ORDEM DE TRABALHO: Dê sequência à reportagem sobre o receio dos laboratórios diante da política de patentes do governo Lula, a partir do último parágrafo apresentado.

Título: Laboratórios receavam política de Lula
Autor: Nogueira, Danielle
Fonte: O Globo, 16/12/2010, O Mundo, p. 44

Temor era de que quebra de patente de remédio anti-Aids fosse ampliada

O primeiro mandato do governo Lula foi marcado por grande apreensão da indústria farmacêutica americana. Documentos oficiais obtidos pelo GLOBO mostram uma intensa movimentação dos laboratórios e de diplomatas no intuito de buscar aliados no Brasil para barrar decretos e projetos de lei que flexibilizassem a propriedade intelectual. O temor era de que a quebra de patentes, idealizada para os medicamentos anti-Aids, fosse estendida a remédios usados para tratar outras doenças ou mesmo para softwares.

Nesse cenário, a Confederação Nacional da Indústria (CNI) é apontada nos telegramas como possível aliada, assim como os ministérios do Desenvolvimento e de Ciência e Tecnologia. O Itamaraty e o Ministério da Saúde aparecem nos documentos como mais resistentes ao argumento americano de que a proteção da propriedade intelectual é um fator importante para o desenvolvimento econômico, uma vez que estimularia a pesquisa.

Em setembro de 2003, Lula assinou decreto que permitia o licenciamento compulsório em caso de emergência nacional. Logo após o anúncio, o diplomata Richard Verdin escreveu um telegrama ao governo americano em que relatava a preocupação do diretor de Comunicação da Merck João Sanches "com o crescente sentimento antipatentes no Brasil". Para Sanches e Flavio Vormittag, então presidente da Interfarma (associação que reúne fabricantes de medicamentos), "se uma licença compulsória fosse emitida para antirretrovirais (usados no tratamento de Aids), o governo pode decidir expandir essa ação a outros medicamentos, como vacinas, câncer, malária e tuberculose) e até para outros setores, como software".

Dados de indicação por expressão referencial
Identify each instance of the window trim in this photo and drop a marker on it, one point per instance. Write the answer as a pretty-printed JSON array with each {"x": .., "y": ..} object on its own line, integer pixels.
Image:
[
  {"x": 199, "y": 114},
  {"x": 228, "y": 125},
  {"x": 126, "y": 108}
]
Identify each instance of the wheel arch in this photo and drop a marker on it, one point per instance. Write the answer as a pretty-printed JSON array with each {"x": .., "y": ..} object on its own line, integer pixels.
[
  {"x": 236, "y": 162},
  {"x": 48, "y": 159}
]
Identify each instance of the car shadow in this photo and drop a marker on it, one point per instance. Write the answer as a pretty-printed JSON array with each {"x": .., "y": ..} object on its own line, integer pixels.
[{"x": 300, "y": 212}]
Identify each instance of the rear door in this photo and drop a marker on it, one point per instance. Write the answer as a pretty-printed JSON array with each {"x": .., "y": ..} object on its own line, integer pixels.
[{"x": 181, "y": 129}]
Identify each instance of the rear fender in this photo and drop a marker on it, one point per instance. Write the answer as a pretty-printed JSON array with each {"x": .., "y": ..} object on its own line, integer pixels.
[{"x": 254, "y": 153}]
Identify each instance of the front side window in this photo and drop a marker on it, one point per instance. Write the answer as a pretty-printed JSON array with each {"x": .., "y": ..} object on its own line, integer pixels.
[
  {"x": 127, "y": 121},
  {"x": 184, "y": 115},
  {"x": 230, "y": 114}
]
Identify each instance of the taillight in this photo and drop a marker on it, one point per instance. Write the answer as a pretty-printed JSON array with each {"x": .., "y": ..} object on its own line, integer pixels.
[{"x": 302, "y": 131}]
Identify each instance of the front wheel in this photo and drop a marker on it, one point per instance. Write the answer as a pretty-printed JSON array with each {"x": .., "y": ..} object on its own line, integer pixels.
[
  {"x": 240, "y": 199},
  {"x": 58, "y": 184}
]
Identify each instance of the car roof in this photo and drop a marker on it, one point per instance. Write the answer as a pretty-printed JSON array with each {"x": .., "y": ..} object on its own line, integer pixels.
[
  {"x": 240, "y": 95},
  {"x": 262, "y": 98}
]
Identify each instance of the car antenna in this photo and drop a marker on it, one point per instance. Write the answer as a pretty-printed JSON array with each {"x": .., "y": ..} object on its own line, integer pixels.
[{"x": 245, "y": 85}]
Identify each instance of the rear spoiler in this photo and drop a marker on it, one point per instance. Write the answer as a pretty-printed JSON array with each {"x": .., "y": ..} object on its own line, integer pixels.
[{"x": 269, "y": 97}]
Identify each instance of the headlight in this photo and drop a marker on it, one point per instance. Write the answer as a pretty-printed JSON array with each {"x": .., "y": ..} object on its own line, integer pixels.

CAMPO DE RESPOSTA:
Para Itamaraty, um meio de reforçar liderança do país

Sanches admitiu que "o caminho menos doloroso seria negociar um preço menor". Mas não adiantou. Em maior de 2007, Lula anunciou o licenciamento compulsório do medicamento Efavirenz, fabricado pela Merck e usado no combate à Aids. Foi o único remédio que teve a patente "quebrada" até hoje no Brasil.

Na defesa dos interesses das empresas americanas, o então embaixador John Danilovich se encontrou com representantes do Itamaraty que tentavam evitar um mal-estar entre os dois países. Saiu de lá com a informação de que a CNI estava disposta a cooperar com as farmacêuticas. E passou a recomendar os laboratórios a se unirem com a entidade para traçarem uma manobra a favor das patentes.

Os diplomatas americanos também frisavam as divergências no governo brasileiro na questão das patentes, com maior resistência nos ministérios de Relações Exteriores e da Saúde. Na avaliação da ex-vice-chefe da missão dos EUA no Brasil Lisa Kubiske, a "resistência do Itamaraty parece ser motivada pelo desejo de o Brasil assumir a liderança entre as nações em desenvolvimento e a crença política (liderada pelo Ministério da Saúde) de que as patentes farmacêuticas contrariam o interesse público, ao limitar o acesso aos medicamentos".